» WHAT YOU WILL DO:
1. List every person named in the history of Yorin and RTL 7.
2. In the history of Yorin and RTL 7, write out the passage starting with "In the auctioning" and going on through "Yorin were changed.".
3. Extend the history of Yorin and RTL 7 past its last sentence.

*** DOCUMENT SECTION Section Begins ***

The new name, Yorin, also had negative connotation due to being a close paronym of "urine". An NRC journalist said that the effect was the opposite of the intended "Yorin (You're in) the movement" tagline. Some staff abroad were even mocked for the similarities, as well as a case where British journalists laughed at the name in Cannes, as reported by De Volkskrant.

In the auctioning off of FM radio frequencies called ZeroBase, Holland Media Group acquired a lot allowing them to broadcast a popular music station virtually nationwide; this station was called Yorin FM with its most notable DJs being Rob Stenders, Robert Jensen and Henk Westbroek. In 2006, due to disappointing results, Holland Media Group sold the station to SBS Broadcasting, who rebranded it Caz! and changed the programming to a fully middle-of-the-road all-music formula.

===RTL 7 (since 2005)===

Logo from 2005 to 2010

Logo from 2010 to 2017

Logo from 2017 to 2023

When Dutch media tycoon and Big Brother-inventor John de Mol announced the launch of a TV channel named Talpa, and contracted many popular Dutch TV hosts, the RTL Group felt the need to reorganize its channels. Apart from a physical renewal, the setup of its channels RTL 4, RTL 5 and Yorin were changed.

The group announced the rename of Yorin in May 2005 but had to depend on market strategies. Initially the names RTL 6 and RTL+ were suggested, in order to create a family of channels. To emphasize the three channels' connection, the name Yorin was replaced by RTL 7 on 12 August 2005. The name was selected in late June as part of the results of a survey that suggested that most viewers had Yorin on channel 7 and that the average Dutch viewer who started on channel 1 (Nederland 1) stopped on one of RTL's secondary channels (5 or 7). Practically all former Yorin shows were moved to RTL 5, whereas that RTL 5's programmes continued on RTL 7. RTL Z also moved from RTL 5 to RTL 7.

The origin of the number 7, instead of a more logical 6, goes back to 1995 when the original channel Veronica was founded. Around the same time, the commercial channels SBS6 and TMF appeared and also claimed channel 6 on the remote control. Veronica and TMF lost the battle for remote control button 6. Also, SBS6 was originally managed by Fons van Westerloo, who later became head of RTL Nederland before the rebranding operation.

During the 2007-2008 Eredivisie season, it shared the FTA rights with RTL 4.

On 15 October 2009, RTL Nederland started simulcasting their RTL 7 and RTL 8 channels in 1080i high-definition.

*** DOCUMENT SECTION Section Ends ***
*** EXERCISE DATA Section Begins ***

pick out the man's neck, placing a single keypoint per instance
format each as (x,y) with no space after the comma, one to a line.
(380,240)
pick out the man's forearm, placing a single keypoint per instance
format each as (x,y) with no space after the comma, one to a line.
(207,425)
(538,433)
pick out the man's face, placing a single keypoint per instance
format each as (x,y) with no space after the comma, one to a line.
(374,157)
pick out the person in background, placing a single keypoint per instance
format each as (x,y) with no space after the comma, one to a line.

*** EXERCISE DATA Section Ends ***
*** EXERCISE DATA Section Begins ***

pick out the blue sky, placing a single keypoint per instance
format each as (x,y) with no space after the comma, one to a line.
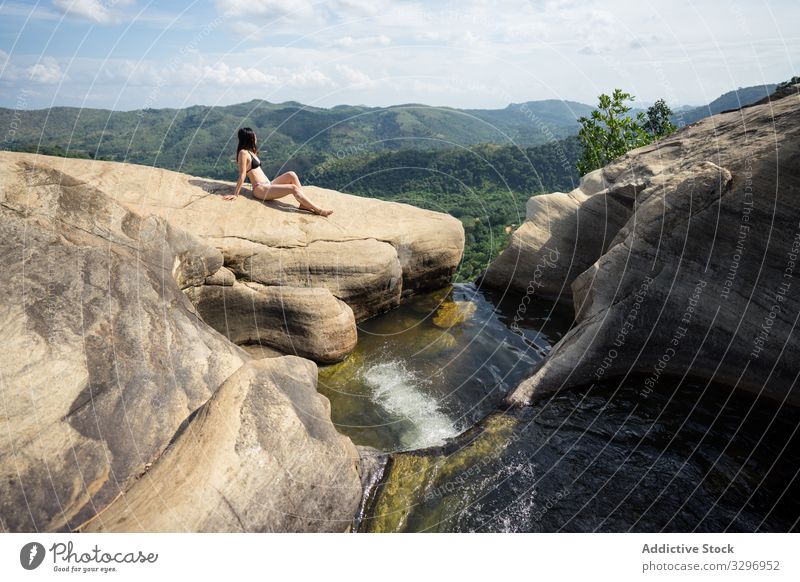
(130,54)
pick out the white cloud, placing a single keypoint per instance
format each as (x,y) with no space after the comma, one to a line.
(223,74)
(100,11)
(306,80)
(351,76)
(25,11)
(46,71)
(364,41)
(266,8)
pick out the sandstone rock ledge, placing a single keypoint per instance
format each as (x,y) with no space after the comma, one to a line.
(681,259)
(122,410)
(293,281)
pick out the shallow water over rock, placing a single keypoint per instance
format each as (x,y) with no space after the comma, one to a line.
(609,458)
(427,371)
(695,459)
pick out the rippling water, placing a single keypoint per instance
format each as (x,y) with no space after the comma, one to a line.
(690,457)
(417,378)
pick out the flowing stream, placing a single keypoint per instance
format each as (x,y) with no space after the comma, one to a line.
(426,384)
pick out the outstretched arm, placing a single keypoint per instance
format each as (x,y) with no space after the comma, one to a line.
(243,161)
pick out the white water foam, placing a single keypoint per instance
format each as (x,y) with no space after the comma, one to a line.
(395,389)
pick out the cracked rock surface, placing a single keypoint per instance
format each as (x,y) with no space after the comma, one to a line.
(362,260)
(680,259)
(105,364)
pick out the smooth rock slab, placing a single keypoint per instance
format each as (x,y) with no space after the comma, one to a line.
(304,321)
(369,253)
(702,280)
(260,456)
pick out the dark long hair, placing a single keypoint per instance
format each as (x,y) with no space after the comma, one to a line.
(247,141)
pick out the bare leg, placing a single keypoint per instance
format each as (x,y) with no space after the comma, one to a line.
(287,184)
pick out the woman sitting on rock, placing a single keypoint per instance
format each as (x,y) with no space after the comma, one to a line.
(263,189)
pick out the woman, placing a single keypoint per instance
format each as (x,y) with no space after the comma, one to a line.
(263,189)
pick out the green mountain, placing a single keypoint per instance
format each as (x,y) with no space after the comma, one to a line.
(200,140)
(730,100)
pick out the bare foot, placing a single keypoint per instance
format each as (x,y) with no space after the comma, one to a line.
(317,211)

*** EXERCISE DATA Section Ends ***

» RESPONSES BY ITEM NUMBER:
1. Rob Stenders, Robert Jensen, Henk Westbroek, John de Mol, Fons van Westerloo

2.
In the auctioning off of FM radio frequencies called ZeroBase, Holland Media Group acquired a lot allowing them to broadcast a popular music station virtually nationwide; this station was called Yorin FM with its most notable DJs being Rob Stenders, Robert Jensen and Henk Westbroek. In 2006, due to disappointing results, Holland Media Group sold the station to SBS Broadcasting, who rebranded it Caz! and changed the programming to a fully middle-of-the-road all-music formula.

===RTL 7 (since 2005)===

Logo from 2005 to 2010

Logo from 2010 to 2017

Logo from 2017 to 2023

When Dutch media tycoon and Big Brother-inventor John de Mol announced the launch of a TV channel named Talpa, and contracted many popular Dutch TV hosts, the RTL Group felt the need to reorganize its channels. Apart from a physical renewal, the setup of its channels RTL 4, RTL 5 and Yorin were changed.

3.
With the conversion of RTL Z into a channel in its own right on 7 September 2015, RTL 7 started clearing the daytime schedule with repeats of programmes previously seen on the RTL channels.

==Programming==
RTL 7 broadcasts a large number of sports programmes such as football, darts and motorsports, but in which motorsports is their main broadcast item. This include live coverage of Formula One and the MotoGP as the most notable. But also the A1 Grand Prix, Dakar Rally and the Indianapolis 500 are broadcast live on RTL 7. Movies, series and entertainment programmings also broadcast on this channel.

===Imported===
- 'Allo 'Allo!
- 24
- The A-Team
- Arrested Development
- The Beast
- The Black Donnellys
- The Blacklist
- Bakugan: Battle Planet
- Baywatch
- Beyblade Burst
- Billy the Exterminator
- Blazing Team: Masters of Yo Kwon Do
- Born to Kill?
- Cobra 11
- The Good Guys
- Hardcore Pawn
- Ice Road Truckers
- Inazuma Eleven
- Journeyman
- K-Ville
- Killer Instinct
- Knight Rider
- Law & Order
- Les Dalton
- Life on Mars
- Married... with Children
- Medicopter 117
- Monster Jam
- Mr. Bean
- Muhteşem Yüzyıl
- Ninjago
- Oggy and the Cockroaches
- Pawn Stars
- Pokémon
- Power Rangers Beast Morphers
- Power Rangers Dino Charge
- Rescue Me
- Resident Advisors
- Sons of Anarchy
- Spartacus
- Stacked
- Steven Seagal: Lawman
- Strike Back
- Transporter: The Series
- The Unit
- Warehouse 13
- Yin Yang Yo!

===Sports===
====Football====
- UEFA Europa League (2009-2021)
- UEFA Champions League (2021-)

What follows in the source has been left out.